**Text:**
# Shed Collector



## rackman323 (Jul 13, 2007)

I have heard guys talk about baiting deer and using a type of chicken wire over the bait to entangle the deer's antlers hoping for them to drop them. This sounds interesting to me and I was wondering if anyone has tried this before. If so, how did you do it?


----------



## luredaddy (May 25, 2004)

You may be referring to a bait shed. You use the wood slatted snow fence. When you pound the fence supports into the ground , you make the "V" that is formed between the two pieces of fence at such an angle, that when the buck goes after the bait placed at the base of the fence, his rack will hit the sides of the fence and will fall off, if ready. To visualze what I have said, fold a piece of typing paper in half, and stand it up with the opening facing you. That is a terrible explanation!!!! 
John


----------



## c. j. stone (Sep 24, 2006)

I can visualize it exactly, LD.


----------



## MAKtackle (Mar 29, 2005)

LOL, If going to TRY to use the chicken wire, make sure you secure it with more than zip ties, and use a heavy gauge chicken wire if made. Couple years ago made a few and all were either destroyed or missing. And no "sheds" to be found


----------



## I Fish (Sep 24, 2008)

**Data segment:**

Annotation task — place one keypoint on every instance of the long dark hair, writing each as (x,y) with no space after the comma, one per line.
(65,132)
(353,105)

**Directive 1:** Write out the part of the antler shed thread from "I have heard" to "a terrible explanation!!!!" word for word.
**Directive 2:** Carry on the thread about collecting antler sheds, starting right after its last line.

**Final result 1:**
I have heard guys talk about baiting deer and using a type of chicken wire over the bait to entangle the deer's antlers hoping for them to drop them. This sounds interesting to me and I was wondering if anyone has tried this before. If so, how did you do it?


----------



## luredaddy (May 25, 2004)

You may be referring to a bait shed. You use the wood slatted snow fence. When you pound the fence supports into the ground , you make the "V" that is formed between the two pieces of fence at such an angle, that when the buck goes after the bait placed at the base of the fence, his rack will hit the sides of the fence and will fall off, if ready. To visualze what I have said, fold a piece of typing paper in half, and stand it up with the opening facing you. That is a terrible explanation!!!!

**Final result 2:**
I seen some commercially made ones once that were a piece of 1/2" square stock curved on the ends to resemble springs. There were four pieces, two on each side, one over top the other. You were to mount them to a tree. I don't know where to find them. They were advertised in, of all places, a flower gardening catalog of my mom's. It was the only thing other than flowers in the whole book, but I can't find it, and can't remember what catolog.

I've thought alot about trying something like this. Maybe use a piece of chain link fence. Just be sure to do it late enough, close to when they would drop their antlers anyway. Please let us know if you have any success.


----------



## creekcrawler (Oct 5, 2004)

I remember somebody saying to put feed in a 5 gal bucket.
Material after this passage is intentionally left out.